TO-DO LIST:
1. In the speech, how many reports of child abuse did the Eastern Health Board receive in 1996?
2. Duplicate the part of the speech starting at "The Minister of" and ending at "information is essential.".

The Minister of State was able to inform me that 2,386 reports of child abuse were received by the Eastern Health Board in 1996 of which 833 were confirmed but he did not have available information on the extent to which the abuse, alleged or confirmed, related to physical, sexual or emotional abuse or neglect. In the context of policy planning, social work training and the provision of backup services, such information is essential.

Last Thursday when asked by me for the number of applications made to each District Court by health boards pursuant to the Child Care Act, 1991, and the number of court orders made under that Act for the legal year 1 August 1996 to 31 July 1997 the Minister for Justice, Equality and Law Reform did not have available the relevant statistical information for the Dublin metropolitan district area in which a large number of such applications are brought and granted weekly.

On the same day the Minister for Health and Children did not have available any information on the total number of court orders sought or obtained by health boards under the Child Care Act, 1991, since it came into force in autumn 1995. The response I obtained was that the Minister was requesting the health boards to provide the information sought. It is clear that if I had not raised these issues by way of parliamentary question, much of this information would never have been sought by or, probably, been available to Government. In this day and age it should not be necessary to have to emphasise the need for coherent research and monitoring the workings of our child care system. I would have expected it to be a central function of Government to monitor the workings of the Child Care Act, 1991, to ensure that legislation is working in the manner originally envisaged.

There are other issues that deserve to be addressed for which I do not have time but which will be addressed by my colleagues. There is one specific issue about which this House is in denial and which we must confront. Just as we are entitled to be critical of the failures of the Irish Amateur Swimming Association, we are also entitled to be critical of the failures of the Roman Catholic Church to address the problem of paedophile priests in its midst. We are entitled to ask how it came about that priests who were reported to have abused children were moved from one parish to another in past years and their activities covered up by those in authority.

In the context of Fr. Ivan Payne finally admitting his crimes last week, we are entitled to ask the church why this man was appointed to an extraordinarily sensitive position in the Marriage Tribunal in Drumcondra after it was known he had abused Andrew Madden. We are entitled to ask for public assurances that there is no one in the priesthood in this State who has a paedophile history and who currently has access to children in his work as a priest. I say this as someone who has viewed with great sadness recent events in this area and has some intimate knowledge of the extent of the problem with which Members of this House may not be fully aware. My concern is for all the children of this nation. It is hypocritical of us to call to account the Irish Amateur Swimming Association and to turn a blind eye to the litany of sexual horrors that have been disclosed by a series of court cases in which members of the clergy have been sentenced to terms of imprisonment.

RAW DATA:

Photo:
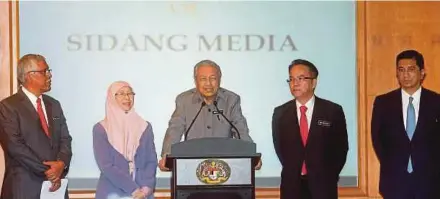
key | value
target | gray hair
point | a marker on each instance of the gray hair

EXERCISE SOLUTIONS:
1. 2,386

2.
The Minister of State was able to inform me that 2,386 reports of child abuse were received by the Eastern Health Board in 1996 of which 833 were confirmed but he did not have available information on the extent to which the abuse, alleged or confirmed, related to physical, sexual or emotional abuse or neglect. In the context of policy planning, social work training and the provision of backup services, such information is essential.